THE EXERCISE - Repeat the entries below word for word, starting with the first line and ending after the line that contains "xmin=0 ymin=317 xmax=22 ymax=376".

DATA FOR PROCESSING -
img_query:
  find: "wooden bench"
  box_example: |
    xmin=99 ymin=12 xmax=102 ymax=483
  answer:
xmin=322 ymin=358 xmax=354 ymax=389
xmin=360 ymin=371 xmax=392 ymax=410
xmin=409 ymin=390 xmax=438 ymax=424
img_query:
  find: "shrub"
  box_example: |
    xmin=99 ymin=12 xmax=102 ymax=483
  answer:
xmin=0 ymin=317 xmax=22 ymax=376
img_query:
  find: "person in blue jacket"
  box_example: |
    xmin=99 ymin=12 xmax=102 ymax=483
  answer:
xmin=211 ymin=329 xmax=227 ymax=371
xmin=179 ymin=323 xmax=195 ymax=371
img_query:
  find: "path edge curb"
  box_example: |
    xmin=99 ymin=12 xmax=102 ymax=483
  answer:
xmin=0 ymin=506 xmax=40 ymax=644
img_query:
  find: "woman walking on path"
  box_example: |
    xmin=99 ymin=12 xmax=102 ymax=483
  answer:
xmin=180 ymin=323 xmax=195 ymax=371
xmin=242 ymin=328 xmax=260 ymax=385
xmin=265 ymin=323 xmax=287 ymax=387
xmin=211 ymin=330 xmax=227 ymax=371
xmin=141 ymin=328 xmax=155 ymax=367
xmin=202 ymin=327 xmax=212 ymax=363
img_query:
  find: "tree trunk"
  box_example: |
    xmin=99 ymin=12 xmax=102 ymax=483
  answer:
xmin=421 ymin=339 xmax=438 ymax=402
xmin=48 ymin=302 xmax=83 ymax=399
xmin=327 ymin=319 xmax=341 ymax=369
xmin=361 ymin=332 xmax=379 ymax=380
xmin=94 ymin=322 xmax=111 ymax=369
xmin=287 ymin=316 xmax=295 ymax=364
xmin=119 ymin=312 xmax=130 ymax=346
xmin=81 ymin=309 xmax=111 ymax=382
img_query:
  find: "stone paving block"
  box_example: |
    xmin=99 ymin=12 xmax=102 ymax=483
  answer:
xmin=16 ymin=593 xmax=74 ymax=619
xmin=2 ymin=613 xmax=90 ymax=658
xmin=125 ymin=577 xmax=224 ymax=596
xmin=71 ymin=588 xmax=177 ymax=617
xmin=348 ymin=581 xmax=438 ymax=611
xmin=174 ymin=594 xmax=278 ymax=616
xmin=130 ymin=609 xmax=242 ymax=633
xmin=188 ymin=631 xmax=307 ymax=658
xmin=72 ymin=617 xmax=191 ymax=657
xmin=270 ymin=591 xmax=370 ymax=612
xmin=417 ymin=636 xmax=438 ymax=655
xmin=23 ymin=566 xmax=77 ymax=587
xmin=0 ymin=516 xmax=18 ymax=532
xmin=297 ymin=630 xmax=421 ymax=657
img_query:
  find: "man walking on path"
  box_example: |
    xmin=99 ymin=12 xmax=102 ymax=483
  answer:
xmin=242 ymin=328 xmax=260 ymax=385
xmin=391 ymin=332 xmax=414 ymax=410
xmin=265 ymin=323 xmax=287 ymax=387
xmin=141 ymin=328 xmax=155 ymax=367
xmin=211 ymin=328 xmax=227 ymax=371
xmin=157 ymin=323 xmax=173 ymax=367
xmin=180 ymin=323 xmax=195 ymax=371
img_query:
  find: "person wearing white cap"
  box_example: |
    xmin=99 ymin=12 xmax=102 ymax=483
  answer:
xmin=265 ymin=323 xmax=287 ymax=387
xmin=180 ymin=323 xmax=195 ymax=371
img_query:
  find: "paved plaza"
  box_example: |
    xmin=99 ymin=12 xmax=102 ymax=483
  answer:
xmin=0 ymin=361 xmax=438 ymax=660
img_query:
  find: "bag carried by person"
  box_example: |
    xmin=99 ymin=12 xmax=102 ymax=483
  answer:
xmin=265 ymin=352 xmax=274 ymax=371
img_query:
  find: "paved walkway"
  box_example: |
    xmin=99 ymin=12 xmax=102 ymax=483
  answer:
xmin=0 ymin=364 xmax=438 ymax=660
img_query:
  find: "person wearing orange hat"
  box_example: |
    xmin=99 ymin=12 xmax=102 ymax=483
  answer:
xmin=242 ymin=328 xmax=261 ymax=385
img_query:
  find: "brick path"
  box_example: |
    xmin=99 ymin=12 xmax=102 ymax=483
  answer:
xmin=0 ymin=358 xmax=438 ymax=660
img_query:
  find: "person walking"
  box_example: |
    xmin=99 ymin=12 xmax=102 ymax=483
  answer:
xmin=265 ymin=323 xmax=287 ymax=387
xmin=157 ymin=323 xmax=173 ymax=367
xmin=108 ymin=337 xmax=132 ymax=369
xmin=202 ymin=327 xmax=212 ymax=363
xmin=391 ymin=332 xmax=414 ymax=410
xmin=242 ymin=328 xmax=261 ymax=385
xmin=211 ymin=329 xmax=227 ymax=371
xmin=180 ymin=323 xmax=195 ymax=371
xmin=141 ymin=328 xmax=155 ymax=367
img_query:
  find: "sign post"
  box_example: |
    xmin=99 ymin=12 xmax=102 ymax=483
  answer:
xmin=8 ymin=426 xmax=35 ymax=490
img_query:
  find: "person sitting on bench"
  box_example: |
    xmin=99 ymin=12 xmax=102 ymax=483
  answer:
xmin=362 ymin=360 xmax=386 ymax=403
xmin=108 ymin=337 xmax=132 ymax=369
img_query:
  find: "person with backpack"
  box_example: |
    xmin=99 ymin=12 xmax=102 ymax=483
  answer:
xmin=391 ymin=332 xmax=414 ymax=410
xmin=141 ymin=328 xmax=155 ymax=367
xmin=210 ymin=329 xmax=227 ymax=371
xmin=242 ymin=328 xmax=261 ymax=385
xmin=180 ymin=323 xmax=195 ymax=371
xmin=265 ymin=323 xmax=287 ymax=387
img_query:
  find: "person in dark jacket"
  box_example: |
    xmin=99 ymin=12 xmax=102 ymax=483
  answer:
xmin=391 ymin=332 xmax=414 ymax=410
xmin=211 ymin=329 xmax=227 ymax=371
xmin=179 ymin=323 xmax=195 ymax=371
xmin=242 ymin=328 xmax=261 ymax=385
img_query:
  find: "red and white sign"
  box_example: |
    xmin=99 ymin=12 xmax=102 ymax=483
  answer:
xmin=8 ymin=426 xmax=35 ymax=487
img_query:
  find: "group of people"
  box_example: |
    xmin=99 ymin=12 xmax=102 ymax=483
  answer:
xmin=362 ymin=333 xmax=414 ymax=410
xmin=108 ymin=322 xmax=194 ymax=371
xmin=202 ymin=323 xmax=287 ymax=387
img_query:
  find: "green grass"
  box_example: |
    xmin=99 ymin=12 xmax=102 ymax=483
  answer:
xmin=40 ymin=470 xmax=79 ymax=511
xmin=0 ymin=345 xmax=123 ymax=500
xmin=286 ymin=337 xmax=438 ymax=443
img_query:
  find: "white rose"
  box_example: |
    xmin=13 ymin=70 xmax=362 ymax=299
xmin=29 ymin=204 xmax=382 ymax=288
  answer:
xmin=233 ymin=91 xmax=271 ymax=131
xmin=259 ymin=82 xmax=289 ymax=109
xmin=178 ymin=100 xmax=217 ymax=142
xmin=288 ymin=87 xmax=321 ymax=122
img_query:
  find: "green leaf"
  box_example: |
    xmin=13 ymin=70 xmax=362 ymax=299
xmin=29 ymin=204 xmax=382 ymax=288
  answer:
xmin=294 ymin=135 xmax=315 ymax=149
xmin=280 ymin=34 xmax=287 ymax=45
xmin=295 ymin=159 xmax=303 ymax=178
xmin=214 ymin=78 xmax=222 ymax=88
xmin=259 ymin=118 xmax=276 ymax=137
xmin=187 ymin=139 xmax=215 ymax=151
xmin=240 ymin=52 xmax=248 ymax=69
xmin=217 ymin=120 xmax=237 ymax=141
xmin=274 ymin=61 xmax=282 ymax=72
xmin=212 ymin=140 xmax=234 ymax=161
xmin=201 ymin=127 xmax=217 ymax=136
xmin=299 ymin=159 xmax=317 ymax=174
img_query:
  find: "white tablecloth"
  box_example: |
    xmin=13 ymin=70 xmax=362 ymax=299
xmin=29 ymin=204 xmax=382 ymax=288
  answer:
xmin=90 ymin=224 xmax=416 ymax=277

CORRECT ANSWER -
img_query:
  find: "wooden bench"
  box_example: |
    xmin=99 ymin=12 xmax=102 ymax=483
  answer:
xmin=322 ymin=358 xmax=354 ymax=389
xmin=360 ymin=371 xmax=392 ymax=410
xmin=409 ymin=390 xmax=438 ymax=424
img_query:
  find: "shrub"
  box_example: |
    xmin=99 ymin=12 xmax=102 ymax=483
  answer:
xmin=0 ymin=317 xmax=22 ymax=376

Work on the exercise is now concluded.